Lines from the one containing "Target: white table skirt" through the end of the entries below: set them down exactly, both ends included, with nothing added.

BEGIN RECORDS

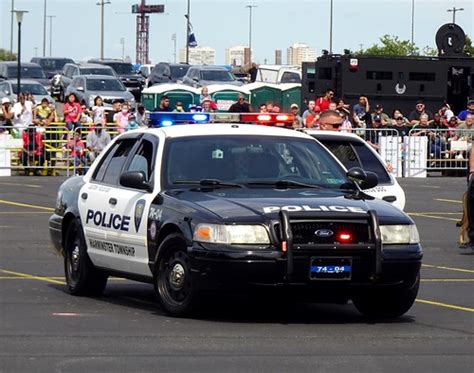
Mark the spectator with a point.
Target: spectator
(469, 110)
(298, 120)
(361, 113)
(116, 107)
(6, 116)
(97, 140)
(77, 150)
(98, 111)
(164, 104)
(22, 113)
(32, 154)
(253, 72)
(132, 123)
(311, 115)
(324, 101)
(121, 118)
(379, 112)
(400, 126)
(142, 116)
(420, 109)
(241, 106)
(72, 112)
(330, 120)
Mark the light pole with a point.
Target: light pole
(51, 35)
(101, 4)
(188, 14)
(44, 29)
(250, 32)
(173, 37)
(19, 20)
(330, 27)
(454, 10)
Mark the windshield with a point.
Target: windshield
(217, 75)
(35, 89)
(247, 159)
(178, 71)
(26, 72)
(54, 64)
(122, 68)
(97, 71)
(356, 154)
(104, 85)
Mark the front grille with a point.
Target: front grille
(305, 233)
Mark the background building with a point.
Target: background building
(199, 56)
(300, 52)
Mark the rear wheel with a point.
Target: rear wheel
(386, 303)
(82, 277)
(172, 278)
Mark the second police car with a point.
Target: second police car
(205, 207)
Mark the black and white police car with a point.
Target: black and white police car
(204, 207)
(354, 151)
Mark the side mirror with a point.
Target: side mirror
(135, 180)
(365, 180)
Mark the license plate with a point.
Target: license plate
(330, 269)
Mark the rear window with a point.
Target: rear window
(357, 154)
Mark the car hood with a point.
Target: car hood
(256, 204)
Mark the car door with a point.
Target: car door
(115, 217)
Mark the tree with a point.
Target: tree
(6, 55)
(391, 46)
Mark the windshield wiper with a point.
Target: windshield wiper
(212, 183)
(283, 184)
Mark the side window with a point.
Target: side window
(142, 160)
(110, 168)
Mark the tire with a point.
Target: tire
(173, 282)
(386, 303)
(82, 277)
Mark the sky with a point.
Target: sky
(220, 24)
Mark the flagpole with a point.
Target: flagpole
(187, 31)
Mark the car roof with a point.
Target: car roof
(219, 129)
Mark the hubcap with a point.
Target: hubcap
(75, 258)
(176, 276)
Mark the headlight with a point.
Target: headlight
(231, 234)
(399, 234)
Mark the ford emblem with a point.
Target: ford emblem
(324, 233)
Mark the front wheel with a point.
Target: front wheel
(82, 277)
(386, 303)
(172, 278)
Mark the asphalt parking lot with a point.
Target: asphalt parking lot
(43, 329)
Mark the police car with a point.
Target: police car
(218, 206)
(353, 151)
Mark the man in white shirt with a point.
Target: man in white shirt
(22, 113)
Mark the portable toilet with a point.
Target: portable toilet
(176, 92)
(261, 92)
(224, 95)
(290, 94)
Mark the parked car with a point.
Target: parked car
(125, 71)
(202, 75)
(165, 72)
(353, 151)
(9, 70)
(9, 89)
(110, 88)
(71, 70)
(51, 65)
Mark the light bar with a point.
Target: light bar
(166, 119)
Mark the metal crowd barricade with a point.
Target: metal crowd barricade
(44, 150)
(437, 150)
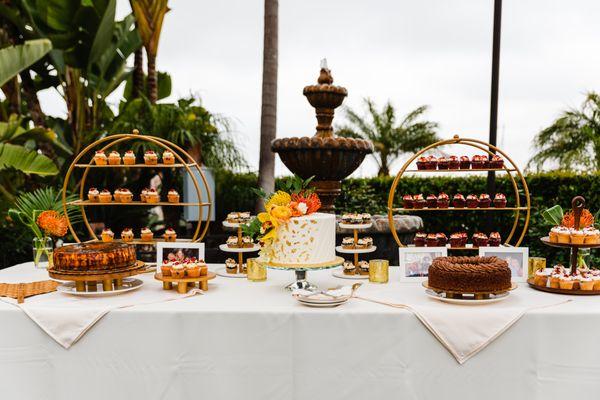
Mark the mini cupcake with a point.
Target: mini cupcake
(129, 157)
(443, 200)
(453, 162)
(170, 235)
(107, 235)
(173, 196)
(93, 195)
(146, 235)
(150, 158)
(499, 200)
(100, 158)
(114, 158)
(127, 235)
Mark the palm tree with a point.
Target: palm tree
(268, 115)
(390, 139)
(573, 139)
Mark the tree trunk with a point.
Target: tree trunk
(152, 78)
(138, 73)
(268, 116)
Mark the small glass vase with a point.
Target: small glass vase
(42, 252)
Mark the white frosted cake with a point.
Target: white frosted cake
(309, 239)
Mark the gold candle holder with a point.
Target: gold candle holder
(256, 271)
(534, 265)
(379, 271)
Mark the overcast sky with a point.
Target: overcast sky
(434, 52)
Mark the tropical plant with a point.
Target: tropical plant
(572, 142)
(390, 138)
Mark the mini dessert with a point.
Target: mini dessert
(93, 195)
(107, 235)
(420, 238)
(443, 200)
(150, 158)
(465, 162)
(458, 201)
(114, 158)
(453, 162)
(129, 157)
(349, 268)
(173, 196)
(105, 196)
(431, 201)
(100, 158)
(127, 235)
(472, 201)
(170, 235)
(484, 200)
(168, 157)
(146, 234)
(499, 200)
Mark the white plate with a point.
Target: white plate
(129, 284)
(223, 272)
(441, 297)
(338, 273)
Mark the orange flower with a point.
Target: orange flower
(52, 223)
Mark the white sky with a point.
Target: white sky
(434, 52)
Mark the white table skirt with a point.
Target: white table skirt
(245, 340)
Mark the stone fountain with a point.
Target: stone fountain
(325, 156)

END RECORDS

RESPONSE AREA:
Target: white table skirt
(245, 340)
Mark the stone fountain with a point.
Target: stone fountain
(325, 156)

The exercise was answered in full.